Exercise instructions>
Count the lines in the entries below that contain the string "plank". Give only the number.

Recorded data:
-- BEGIN --

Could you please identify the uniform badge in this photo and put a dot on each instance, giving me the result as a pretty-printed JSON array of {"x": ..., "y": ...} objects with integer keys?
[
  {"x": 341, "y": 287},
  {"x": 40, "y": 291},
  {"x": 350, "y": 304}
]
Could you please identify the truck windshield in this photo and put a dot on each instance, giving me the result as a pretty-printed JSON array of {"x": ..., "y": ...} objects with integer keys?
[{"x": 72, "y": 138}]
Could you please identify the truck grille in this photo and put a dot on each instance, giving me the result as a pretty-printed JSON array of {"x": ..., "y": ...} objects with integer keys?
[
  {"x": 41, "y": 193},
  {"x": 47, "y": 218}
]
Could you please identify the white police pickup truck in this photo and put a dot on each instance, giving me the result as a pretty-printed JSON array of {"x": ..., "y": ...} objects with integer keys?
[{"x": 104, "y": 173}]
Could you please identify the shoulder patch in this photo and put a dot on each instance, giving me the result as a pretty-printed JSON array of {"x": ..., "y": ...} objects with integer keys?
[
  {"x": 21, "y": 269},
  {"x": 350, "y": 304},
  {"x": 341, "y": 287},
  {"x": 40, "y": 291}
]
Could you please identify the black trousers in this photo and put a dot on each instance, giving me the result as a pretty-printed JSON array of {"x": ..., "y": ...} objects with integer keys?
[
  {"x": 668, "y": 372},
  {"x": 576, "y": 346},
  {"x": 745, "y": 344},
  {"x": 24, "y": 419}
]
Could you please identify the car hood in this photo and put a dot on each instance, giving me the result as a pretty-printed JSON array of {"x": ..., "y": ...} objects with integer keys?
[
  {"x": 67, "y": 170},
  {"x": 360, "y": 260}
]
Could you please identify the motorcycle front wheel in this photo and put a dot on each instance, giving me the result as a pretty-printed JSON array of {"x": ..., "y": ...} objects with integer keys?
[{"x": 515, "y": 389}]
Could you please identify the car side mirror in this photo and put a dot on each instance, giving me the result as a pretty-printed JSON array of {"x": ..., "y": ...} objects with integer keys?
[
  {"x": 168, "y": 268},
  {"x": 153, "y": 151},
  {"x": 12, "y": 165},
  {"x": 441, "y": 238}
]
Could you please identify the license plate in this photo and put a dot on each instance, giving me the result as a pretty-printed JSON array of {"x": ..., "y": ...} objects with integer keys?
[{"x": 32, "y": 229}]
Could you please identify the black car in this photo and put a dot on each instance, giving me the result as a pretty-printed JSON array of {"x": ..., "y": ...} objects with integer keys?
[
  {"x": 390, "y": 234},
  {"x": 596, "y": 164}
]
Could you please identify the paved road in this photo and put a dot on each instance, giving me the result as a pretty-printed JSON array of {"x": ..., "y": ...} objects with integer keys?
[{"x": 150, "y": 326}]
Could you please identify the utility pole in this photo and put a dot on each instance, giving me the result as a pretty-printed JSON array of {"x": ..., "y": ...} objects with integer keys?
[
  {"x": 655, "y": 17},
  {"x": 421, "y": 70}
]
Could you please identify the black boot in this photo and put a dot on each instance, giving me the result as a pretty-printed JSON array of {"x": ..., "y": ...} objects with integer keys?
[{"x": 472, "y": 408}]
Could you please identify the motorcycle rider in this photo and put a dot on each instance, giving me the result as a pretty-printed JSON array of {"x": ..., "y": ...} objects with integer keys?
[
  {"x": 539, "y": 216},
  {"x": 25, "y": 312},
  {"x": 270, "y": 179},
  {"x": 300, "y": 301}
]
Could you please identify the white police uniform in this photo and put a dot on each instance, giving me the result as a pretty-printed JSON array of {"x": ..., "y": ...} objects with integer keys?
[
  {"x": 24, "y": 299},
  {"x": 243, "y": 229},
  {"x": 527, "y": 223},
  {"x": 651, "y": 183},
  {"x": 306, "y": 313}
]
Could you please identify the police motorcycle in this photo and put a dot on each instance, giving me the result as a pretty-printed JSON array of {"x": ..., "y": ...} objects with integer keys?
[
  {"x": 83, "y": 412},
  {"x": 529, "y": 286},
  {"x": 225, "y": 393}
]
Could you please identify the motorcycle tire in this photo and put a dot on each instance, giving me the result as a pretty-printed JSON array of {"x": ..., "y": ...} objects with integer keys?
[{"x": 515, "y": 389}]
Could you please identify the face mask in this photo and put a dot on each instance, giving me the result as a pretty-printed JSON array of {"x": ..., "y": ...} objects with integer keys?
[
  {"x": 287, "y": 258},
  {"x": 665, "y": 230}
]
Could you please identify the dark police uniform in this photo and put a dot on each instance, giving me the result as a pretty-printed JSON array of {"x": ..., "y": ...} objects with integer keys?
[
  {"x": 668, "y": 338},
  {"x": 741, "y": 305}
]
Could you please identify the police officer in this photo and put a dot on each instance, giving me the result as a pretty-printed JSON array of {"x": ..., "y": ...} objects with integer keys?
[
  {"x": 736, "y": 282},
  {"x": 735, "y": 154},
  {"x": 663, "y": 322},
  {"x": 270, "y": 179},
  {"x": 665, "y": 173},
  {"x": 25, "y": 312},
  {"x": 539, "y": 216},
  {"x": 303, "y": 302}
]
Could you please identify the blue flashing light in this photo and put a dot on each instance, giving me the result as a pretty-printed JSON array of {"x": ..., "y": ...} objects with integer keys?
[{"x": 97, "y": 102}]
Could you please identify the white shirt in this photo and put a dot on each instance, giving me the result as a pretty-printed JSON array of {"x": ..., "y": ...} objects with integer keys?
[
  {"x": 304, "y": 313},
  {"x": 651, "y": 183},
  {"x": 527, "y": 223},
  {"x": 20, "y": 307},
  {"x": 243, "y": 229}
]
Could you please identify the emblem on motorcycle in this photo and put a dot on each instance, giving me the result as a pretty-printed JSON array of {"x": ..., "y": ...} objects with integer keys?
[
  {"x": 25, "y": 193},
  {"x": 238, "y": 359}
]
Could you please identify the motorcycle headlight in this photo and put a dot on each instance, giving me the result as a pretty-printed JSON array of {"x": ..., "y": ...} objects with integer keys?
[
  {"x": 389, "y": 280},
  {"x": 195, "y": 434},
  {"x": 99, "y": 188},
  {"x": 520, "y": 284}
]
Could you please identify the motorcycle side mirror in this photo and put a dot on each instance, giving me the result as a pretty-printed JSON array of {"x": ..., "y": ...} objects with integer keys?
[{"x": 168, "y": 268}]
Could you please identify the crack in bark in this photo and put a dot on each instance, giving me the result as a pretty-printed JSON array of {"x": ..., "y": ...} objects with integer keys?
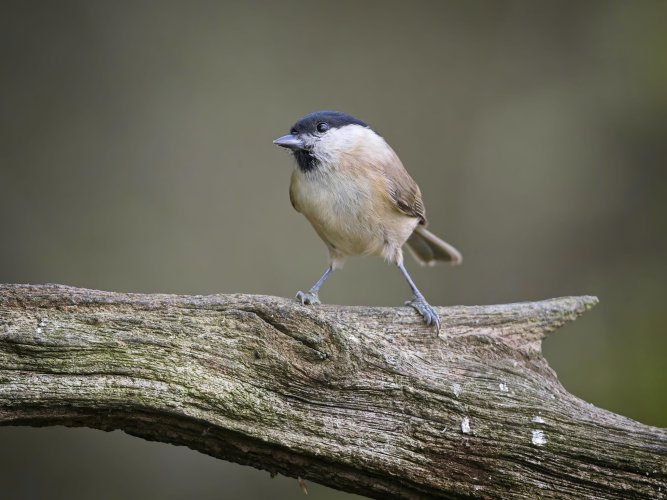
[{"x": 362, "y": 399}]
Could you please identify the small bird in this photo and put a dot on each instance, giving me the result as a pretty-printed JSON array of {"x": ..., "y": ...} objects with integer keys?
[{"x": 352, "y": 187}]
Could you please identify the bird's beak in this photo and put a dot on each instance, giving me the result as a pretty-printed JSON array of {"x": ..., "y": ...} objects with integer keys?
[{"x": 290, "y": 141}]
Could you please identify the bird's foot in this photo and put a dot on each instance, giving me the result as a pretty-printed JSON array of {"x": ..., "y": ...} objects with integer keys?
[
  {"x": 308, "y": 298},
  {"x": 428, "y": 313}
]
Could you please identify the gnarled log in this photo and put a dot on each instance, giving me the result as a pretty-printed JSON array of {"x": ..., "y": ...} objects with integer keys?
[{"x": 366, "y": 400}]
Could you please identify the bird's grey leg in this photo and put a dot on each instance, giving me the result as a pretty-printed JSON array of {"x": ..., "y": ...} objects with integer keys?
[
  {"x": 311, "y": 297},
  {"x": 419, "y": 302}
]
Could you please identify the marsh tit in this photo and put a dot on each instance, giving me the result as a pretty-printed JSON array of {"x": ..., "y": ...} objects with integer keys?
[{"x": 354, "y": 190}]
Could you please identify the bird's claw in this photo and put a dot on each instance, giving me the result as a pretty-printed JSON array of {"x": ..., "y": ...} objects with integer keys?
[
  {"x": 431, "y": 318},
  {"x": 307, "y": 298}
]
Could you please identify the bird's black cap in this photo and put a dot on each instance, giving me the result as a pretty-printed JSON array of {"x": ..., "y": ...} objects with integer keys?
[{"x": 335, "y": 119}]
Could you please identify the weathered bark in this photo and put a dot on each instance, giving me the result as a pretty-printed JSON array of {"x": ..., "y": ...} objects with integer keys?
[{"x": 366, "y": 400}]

-- END --
-- BEGIN --

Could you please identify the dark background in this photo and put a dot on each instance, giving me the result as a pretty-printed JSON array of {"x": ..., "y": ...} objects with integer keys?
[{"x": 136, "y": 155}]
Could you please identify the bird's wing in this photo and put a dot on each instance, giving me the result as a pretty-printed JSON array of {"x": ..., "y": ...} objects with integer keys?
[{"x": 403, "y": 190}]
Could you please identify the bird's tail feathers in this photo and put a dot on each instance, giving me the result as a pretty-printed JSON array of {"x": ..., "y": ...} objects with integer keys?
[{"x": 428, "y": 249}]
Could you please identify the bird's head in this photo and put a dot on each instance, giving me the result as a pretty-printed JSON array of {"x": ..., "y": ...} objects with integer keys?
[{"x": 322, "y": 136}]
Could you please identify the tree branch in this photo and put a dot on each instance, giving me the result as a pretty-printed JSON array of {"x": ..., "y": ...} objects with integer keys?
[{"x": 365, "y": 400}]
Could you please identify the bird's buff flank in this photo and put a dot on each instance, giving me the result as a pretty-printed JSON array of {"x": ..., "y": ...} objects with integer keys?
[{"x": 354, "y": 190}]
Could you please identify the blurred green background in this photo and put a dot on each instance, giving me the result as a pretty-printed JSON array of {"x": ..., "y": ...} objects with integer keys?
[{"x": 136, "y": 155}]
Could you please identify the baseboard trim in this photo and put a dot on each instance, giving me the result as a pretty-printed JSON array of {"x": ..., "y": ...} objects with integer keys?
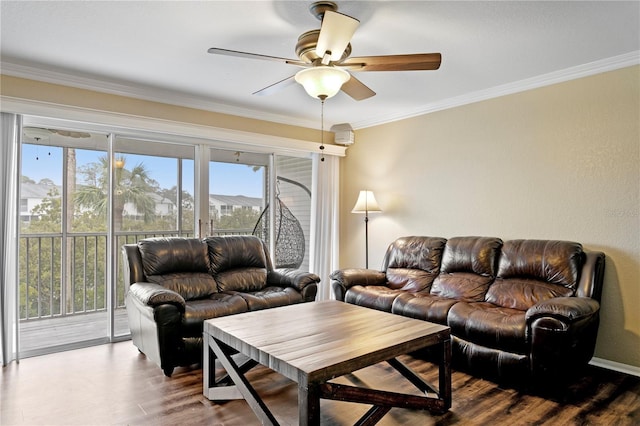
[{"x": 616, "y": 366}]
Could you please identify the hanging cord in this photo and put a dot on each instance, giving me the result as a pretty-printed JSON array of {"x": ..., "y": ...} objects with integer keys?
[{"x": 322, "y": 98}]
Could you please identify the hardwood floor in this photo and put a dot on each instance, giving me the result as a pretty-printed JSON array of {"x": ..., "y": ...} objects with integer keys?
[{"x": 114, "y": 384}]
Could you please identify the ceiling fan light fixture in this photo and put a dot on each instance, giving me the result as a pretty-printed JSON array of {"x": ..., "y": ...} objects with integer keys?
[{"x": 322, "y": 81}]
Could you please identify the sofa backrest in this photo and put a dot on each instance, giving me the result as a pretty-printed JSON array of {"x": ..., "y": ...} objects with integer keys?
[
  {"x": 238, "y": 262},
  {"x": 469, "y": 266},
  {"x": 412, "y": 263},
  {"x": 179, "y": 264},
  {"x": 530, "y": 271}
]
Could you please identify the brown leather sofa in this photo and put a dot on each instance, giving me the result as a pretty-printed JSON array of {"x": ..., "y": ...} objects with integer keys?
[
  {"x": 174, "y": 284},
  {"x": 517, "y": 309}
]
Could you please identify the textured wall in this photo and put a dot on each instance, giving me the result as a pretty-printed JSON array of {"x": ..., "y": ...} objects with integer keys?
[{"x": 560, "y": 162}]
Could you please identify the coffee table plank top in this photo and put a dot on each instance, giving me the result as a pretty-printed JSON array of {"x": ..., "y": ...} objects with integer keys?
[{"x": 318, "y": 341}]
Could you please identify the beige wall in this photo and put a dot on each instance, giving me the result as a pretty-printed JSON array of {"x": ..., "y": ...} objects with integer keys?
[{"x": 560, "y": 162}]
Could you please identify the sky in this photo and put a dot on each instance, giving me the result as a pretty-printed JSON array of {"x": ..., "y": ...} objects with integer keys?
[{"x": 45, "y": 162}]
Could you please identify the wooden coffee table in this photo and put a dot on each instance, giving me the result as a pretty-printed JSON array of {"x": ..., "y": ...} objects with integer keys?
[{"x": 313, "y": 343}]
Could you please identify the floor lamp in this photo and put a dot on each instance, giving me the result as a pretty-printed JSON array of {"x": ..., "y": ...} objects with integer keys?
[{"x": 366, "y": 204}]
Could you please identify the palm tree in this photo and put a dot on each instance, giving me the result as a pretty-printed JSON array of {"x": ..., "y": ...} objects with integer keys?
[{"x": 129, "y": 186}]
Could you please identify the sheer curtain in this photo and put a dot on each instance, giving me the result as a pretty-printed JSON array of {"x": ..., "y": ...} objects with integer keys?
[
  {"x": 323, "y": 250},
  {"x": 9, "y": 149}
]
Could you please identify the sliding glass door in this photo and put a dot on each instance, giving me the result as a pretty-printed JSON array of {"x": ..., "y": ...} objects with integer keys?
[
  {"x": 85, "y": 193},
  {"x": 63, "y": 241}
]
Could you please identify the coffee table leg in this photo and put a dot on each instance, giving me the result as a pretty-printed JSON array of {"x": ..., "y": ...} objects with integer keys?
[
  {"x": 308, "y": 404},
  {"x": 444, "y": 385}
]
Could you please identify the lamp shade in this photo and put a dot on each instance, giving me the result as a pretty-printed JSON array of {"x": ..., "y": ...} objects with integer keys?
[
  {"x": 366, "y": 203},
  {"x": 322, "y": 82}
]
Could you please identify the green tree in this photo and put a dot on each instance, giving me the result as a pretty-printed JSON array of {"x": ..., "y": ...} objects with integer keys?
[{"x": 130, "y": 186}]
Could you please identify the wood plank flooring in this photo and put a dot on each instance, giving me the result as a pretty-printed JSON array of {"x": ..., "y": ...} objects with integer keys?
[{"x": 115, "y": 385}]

-- END --
-- BEGIN --

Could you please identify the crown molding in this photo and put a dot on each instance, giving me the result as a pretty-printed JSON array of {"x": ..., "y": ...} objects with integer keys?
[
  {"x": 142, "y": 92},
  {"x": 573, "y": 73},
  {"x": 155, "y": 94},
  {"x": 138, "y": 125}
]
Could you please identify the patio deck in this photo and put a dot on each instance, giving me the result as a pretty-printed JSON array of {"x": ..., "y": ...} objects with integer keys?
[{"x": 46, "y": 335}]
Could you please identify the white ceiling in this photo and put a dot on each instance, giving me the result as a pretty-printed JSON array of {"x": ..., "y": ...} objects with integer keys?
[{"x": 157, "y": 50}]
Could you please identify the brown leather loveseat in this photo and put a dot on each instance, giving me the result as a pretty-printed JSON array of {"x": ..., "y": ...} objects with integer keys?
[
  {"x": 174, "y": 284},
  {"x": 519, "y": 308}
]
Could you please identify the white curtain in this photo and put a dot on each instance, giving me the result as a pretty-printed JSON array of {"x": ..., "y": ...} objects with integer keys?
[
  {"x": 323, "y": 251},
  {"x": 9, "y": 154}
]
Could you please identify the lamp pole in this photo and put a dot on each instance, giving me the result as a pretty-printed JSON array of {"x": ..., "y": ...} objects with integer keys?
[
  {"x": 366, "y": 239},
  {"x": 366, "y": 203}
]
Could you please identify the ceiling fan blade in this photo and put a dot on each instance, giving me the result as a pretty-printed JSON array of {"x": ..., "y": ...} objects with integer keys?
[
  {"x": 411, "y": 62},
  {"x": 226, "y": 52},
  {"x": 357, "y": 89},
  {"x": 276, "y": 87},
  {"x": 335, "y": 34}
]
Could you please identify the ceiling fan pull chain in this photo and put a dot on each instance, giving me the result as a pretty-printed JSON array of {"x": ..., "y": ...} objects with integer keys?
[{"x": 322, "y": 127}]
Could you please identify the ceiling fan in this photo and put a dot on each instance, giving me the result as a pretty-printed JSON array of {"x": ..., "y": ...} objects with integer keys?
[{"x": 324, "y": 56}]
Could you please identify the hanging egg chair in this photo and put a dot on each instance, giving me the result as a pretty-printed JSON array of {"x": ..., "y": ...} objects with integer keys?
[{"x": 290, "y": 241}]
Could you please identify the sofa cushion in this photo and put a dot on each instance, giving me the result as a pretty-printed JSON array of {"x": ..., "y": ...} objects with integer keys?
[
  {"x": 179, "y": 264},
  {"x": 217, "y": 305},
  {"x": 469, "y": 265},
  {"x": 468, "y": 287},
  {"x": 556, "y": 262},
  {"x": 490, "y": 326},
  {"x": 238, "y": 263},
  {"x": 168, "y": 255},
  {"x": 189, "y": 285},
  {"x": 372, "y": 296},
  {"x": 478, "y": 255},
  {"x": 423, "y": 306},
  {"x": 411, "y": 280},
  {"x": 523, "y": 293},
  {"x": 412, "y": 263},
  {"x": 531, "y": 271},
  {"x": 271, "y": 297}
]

-- END --

Exercise answer>
2